_Directions:_ Write the records out again. Match them exactly.

(Provided data begins)

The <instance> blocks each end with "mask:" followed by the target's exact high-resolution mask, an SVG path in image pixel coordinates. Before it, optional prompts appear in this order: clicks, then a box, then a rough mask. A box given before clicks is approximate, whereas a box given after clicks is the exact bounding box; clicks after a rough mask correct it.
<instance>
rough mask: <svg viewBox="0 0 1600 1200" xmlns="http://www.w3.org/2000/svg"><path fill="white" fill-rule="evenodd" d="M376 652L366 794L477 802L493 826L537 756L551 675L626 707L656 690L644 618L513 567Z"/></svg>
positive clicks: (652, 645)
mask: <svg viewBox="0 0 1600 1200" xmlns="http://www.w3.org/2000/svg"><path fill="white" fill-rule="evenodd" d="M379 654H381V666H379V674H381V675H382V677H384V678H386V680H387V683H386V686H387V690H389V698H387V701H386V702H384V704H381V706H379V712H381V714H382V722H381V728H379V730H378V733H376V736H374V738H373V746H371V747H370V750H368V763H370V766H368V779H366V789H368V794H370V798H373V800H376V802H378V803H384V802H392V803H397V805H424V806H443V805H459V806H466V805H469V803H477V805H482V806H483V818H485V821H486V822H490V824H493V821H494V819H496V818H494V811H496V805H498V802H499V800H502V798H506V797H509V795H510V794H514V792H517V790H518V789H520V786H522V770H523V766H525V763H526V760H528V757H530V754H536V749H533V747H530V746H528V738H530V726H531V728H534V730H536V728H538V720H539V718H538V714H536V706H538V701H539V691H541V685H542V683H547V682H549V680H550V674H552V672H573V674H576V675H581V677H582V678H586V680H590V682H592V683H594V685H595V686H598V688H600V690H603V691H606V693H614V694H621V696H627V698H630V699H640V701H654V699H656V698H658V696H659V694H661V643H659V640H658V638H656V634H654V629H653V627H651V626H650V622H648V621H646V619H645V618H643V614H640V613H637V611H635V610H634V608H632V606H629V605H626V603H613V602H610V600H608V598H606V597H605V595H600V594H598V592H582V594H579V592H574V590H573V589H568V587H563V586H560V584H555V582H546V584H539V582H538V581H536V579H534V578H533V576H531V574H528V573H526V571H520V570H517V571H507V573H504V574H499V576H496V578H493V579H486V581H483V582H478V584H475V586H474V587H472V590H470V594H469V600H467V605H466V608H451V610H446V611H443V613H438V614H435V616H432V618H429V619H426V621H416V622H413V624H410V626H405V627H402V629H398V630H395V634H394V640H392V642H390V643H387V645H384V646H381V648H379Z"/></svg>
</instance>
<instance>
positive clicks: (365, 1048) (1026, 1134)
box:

(Provided data ends)

_Response for this exercise:_
The <instance> blocks each end with "mask:" followed by the target's exact high-resolution mask, an SVG path in image pixel coordinates. Before it, optional prompts appear in this order: clicks, then a box, then a rough mask. A box given before clicks is approximate, whereas a box given after clicks is the exact bounding box; clicks after a rough mask correct it.
<instance>
rough mask: <svg viewBox="0 0 1600 1200" xmlns="http://www.w3.org/2000/svg"><path fill="white" fill-rule="evenodd" d="M376 652L366 794L477 802L493 826L537 756L551 675L626 707L656 690L644 618L513 567Z"/></svg>
positive clicks: (652, 645)
mask: <svg viewBox="0 0 1600 1200" xmlns="http://www.w3.org/2000/svg"><path fill="white" fill-rule="evenodd" d="M379 654H381V666H379V674H381V675H382V677H384V678H386V680H387V683H386V686H387V690H389V698H387V701H386V702H384V704H381V706H379V712H381V714H382V722H381V728H379V730H378V733H376V736H374V738H373V746H371V747H370V750H368V763H370V766H368V779H366V789H368V794H370V798H373V800H376V802H378V803H384V802H392V803H397V805H424V806H443V805H459V806H466V805H469V803H477V805H482V806H483V818H485V821H486V822H490V824H493V821H494V819H496V818H494V811H496V805H498V802H499V800H502V798H506V797H509V795H510V794H514V792H517V790H518V789H520V786H522V770H523V766H525V763H526V760H528V757H530V754H536V749H533V747H530V746H528V738H530V726H531V728H534V730H536V728H538V720H539V718H538V714H536V706H538V701H539V691H541V685H542V683H547V682H549V680H550V674H552V672H573V674H576V675H581V677H582V678H586V680H590V682H592V683H594V685H595V686H598V688H600V690H603V691H606V693H614V694H621V696H627V698H630V699H640V701H654V699H656V698H658V696H659V694H661V643H659V640H658V638H656V634H654V629H653V627H651V626H650V622H648V621H646V619H645V618H643V614H640V613H637V611H635V610H634V608H632V606H629V605H626V603H613V602H610V600H608V598H606V597H605V595H600V594H598V592H582V594H579V592H574V590H573V589H568V587H563V586H560V584H555V582H546V584H539V582H538V581H536V579H534V578H533V576H531V574H528V573H526V571H520V570H517V571H507V573H504V574H499V576H496V578H493V579H486V581H483V582H478V584H475V586H474V587H472V590H470V594H469V600H467V605H466V608H451V610H446V611H443V613H438V614H435V616H432V618H429V619H426V621H416V622H413V624H410V626H405V627H402V629H398V630H395V634H394V640H392V642H390V643H387V645H384V646H381V648H379Z"/></svg>
</instance>
<instance>
positive clicks: (365, 1048) (1026, 1134)
box:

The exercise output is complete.